Task directions:
Start with the line containing "Task: Indicate the green chairlift" and write out each line through the end of the listing, exactly as given.
** start Given entries **
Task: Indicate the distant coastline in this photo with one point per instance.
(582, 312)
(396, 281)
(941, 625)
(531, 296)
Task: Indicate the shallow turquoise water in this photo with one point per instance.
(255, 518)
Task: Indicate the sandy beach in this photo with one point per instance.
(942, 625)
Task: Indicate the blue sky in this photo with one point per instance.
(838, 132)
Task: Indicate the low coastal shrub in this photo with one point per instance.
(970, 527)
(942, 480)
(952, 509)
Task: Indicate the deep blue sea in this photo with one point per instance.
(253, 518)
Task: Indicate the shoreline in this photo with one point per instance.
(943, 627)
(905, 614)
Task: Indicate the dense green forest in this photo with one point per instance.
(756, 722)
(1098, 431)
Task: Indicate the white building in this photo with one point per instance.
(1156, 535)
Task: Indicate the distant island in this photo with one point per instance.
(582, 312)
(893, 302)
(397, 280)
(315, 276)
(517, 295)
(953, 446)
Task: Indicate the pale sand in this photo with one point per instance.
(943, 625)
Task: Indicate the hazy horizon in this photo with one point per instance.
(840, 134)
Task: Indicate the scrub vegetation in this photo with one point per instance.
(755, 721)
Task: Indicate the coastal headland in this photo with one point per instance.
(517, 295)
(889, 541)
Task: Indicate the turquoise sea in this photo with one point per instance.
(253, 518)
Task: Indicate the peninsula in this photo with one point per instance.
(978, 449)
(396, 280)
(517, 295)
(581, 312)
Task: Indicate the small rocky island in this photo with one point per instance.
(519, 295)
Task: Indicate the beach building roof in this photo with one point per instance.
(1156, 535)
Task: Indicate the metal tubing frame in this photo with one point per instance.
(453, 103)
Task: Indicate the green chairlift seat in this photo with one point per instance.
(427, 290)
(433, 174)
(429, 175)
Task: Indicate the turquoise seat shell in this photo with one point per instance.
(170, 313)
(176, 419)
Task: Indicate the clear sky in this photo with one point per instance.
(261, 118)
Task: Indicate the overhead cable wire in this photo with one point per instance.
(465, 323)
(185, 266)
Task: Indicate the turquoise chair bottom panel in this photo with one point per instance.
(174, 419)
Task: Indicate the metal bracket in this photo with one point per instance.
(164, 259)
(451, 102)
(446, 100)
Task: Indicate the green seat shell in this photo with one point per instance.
** end Given entries **
Answer to the task:
Task: Indicate the green chairlift seat in this photo with one point per instance.
(427, 290)
(433, 174)
(429, 175)
Task: Indicate the turquoise seat shell in this photo with one point per instance.
(170, 313)
(176, 419)
Task: Indicate the clear sky in this photo with one point per instance.
(261, 118)
Task: Indicate the overhead cable wire in this photo with one point per instance.
(465, 323)
(185, 266)
Task: Indicate the turquoise chair bottom panel in this photo with one point per instance.
(174, 419)
Task: Indicate the metal bracket in this photo with one point per instance.
(164, 259)
(451, 102)
(446, 100)
Task: Indicate the green seat shell in this photo with one point per instance.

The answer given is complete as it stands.